*Goal*
Could you transcribe every record below exactly as written, leaving out any pictures?

*Data shown*
--- --- ---

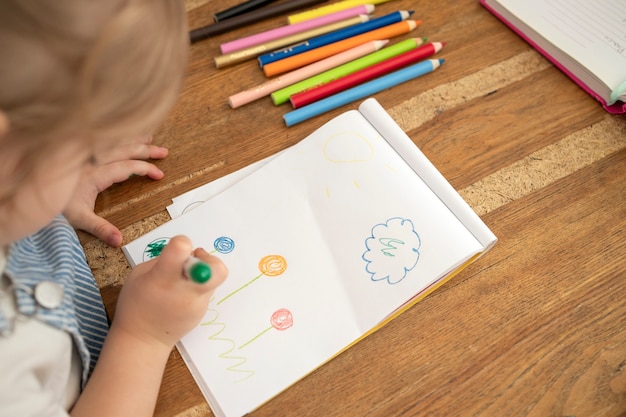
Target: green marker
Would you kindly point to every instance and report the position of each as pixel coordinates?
(282, 96)
(197, 270)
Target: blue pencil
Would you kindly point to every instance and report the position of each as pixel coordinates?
(335, 36)
(361, 91)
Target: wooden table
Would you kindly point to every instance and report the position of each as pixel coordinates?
(537, 326)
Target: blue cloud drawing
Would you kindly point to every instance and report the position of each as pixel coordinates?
(392, 250)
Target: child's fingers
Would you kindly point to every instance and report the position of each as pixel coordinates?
(170, 262)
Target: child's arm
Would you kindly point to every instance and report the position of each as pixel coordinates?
(115, 166)
(157, 306)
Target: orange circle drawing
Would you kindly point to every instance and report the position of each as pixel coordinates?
(282, 319)
(272, 265)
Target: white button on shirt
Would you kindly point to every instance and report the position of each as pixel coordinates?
(36, 381)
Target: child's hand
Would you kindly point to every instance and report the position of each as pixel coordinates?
(117, 166)
(158, 303)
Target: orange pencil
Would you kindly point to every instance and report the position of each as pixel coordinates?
(314, 55)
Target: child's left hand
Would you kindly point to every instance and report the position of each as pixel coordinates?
(116, 166)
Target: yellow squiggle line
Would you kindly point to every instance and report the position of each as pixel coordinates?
(241, 360)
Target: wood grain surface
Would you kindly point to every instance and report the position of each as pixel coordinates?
(537, 327)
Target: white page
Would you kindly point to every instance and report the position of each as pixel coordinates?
(361, 234)
(591, 32)
(193, 198)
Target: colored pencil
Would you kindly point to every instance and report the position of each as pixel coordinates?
(282, 96)
(240, 8)
(254, 51)
(249, 18)
(313, 55)
(289, 30)
(324, 10)
(392, 64)
(361, 91)
(308, 71)
(333, 37)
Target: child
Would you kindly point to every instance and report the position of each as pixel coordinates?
(76, 78)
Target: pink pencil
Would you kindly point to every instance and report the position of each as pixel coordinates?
(300, 74)
(289, 30)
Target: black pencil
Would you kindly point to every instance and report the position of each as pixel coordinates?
(241, 8)
(250, 17)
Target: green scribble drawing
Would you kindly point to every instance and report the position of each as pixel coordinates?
(227, 354)
(155, 248)
(388, 245)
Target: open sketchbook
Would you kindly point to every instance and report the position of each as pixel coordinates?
(585, 39)
(325, 242)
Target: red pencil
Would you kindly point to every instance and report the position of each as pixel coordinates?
(309, 96)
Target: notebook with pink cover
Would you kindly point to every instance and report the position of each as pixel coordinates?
(585, 40)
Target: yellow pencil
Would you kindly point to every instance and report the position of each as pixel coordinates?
(331, 8)
(254, 51)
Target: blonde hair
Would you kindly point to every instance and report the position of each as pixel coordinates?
(90, 69)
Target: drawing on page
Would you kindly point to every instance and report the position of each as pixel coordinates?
(154, 248)
(222, 244)
(392, 250)
(269, 266)
(236, 361)
(281, 320)
(349, 147)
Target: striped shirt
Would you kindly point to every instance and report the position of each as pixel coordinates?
(54, 254)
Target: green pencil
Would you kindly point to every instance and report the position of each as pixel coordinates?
(282, 96)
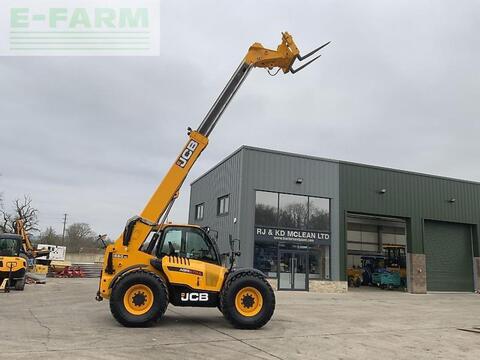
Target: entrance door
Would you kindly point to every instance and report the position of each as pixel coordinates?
(293, 271)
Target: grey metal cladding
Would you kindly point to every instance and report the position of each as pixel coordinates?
(410, 195)
(276, 171)
(222, 180)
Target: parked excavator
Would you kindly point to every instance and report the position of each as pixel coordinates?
(154, 263)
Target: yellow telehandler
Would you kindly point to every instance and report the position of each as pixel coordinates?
(13, 264)
(153, 263)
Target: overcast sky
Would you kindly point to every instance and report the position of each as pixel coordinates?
(92, 136)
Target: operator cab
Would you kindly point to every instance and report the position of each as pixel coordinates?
(188, 242)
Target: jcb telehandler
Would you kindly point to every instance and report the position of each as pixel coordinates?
(153, 263)
(13, 264)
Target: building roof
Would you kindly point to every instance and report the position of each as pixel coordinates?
(311, 157)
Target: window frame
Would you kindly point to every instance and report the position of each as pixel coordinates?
(198, 206)
(307, 227)
(219, 202)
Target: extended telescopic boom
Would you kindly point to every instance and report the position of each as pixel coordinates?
(161, 201)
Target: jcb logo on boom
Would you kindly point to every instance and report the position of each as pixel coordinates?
(194, 297)
(187, 153)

--- --- ---

*Task solution*
Target: green marker
Would you kindly point to every instance and report the position of each as pixel coordinates?
(282, 96)
(197, 270)
Target: blue pencil
Would you kindly point to every instance and report the position of each as pixel coordinates?
(335, 36)
(361, 91)
Target: wooden table
Would you kindly point to every instance and report the position of each as pixel coordinates?
(537, 326)
Target: blue cloud drawing
Would you kindly point to every instance and report the position of each as pixel coordinates?
(392, 250)
Target: child's fingers
Would you kindly point to every instance and report the position of each as pixel coordinates?
(170, 262)
Target: child's arm
Would you kindly point to every instance and report the position of each as pixel coordinates?
(115, 166)
(157, 306)
Target: orange circle drawing
Would you kindly point to every instance and report the position of each as pixel coordinates?
(282, 319)
(272, 265)
Target: white button on shirt
Would you kindly point to every instance and report the position of each as pixel coordinates?
(36, 381)
Target: child's hand
Would you kindly point to every instance and report the position of each as pixel coordinates?
(117, 166)
(158, 303)
Target: orange pencil
Would you kindly point to every instance and report the position of each as pixel coordinates?
(314, 55)
Target: child's left hand
Would you kindly point to every instance and report the position of each as pixel coordinates?
(116, 166)
Target: yellow squiggle line
Would you kindly point to every instance and report the position of each as pixel coordinates?
(241, 360)
Target: wood grain surface
Would you kindly point to every instance and report the position of each as pixel coordinates?
(537, 327)
Target: white page
Would you kindly point to every instance and report the position of each as pixel coordinates?
(361, 234)
(591, 32)
(193, 198)
Target: colored pencil
Would you kindly point to every instance and report the position of each as pixel coordinates?
(282, 96)
(240, 8)
(254, 51)
(249, 18)
(313, 55)
(289, 30)
(324, 10)
(392, 64)
(361, 91)
(308, 71)
(333, 37)
Target: child
Would you kindly point to every instance and report the position of each as pixel coordinates?
(76, 78)
Target: pink pencil
Would you kindly point to every instance and report the position of each as pixel coordinates?
(300, 74)
(289, 30)
Target: black pencil
Would you kindly point to every instance and report the position of each as pixel coordinates?
(241, 8)
(250, 17)
Target: green scribble drawing
Would you kindly point to every instance and report the position of each as pixel coordinates?
(227, 354)
(155, 248)
(388, 245)
Target: open sketchbook
Would you kindly point to every instance and report the position of each as pixel coordinates?
(585, 39)
(325, 242)
Target: red pencil
Would you kindly point to every instance and report the position of each as pixel coordinates?
(309, 96)
Target: notebook with pink cover
Would you kindly point to every instance and report the position of each as pixel coordinates?
(585, 40)
Target: yellow pencil
Would you kindly point to every instance and report the position of each as pixel coordinates?
(331, 8)
(254, 51)
Target: blonde hair
Would you kindly point to every instance and report the position of each as pixel coordinates?
(90, 69)
Target: drawing on page
Would you kindly point to every instance and report the position of each as pixel coordinates?
(154, 248)
(222, 244)
(392, 250)
(269, 266)
(236, 361)
(281, 320)
(349, 147)
Target: striped shirt
Would you kindly point to every instance and report the position of each as pixel coordinates?
(54, 254)
Target: green pencil
Would you kindly point to every instance and report the position of each as pixel coordinates?
(282, 96)
Target: entrance door
Would you kindly point to every instance and report the position of each as pixel coordinates?
(293, 271)
Target: grey metal cladding
Would you kindly point to every instance and report the position of each as pixel coordinates?
(410, 195)
(276, 171)
(222, 180)
Target: parked excavator
Would you kindly point to every instance and report the position of each as pixel coordinates?
(154, 263)
Target: yellow telehandler
Would you kindly point to every instance and report the position of each as pixel coordinates?
(13, 264)
(153, 263)
Target: overcast sky
Would you kindly point to every instance and report the position of each as pixel coordinates?
(92, 136)
Target: operator cab
Would you kindly point to every instance and report the position of each as pixel coordinates?
(188, 242)
Target: jcb telehandler
Would you kindly point to every instance and report the position of each as pixel coordinates?
(153, 263)
(13, 264)
Target: building roof
Would you kindly point to every instance and report the position of each as pixel coordinates?
(311, 157)
Target: window frame
Would you kindly point to every instance and report the position of each as pixel coordinates?
(198, 206)
(307, 227)
(219, 202)
Target: extended telescopic boom
Would you kindly point to every instance and report the position of each as pixel coordinates?
(161, 201)
Target: jcb logo on boom
Would you kindly point to every instance and report the position of each as pixel coordinates?
(194, 297)
(187, 153)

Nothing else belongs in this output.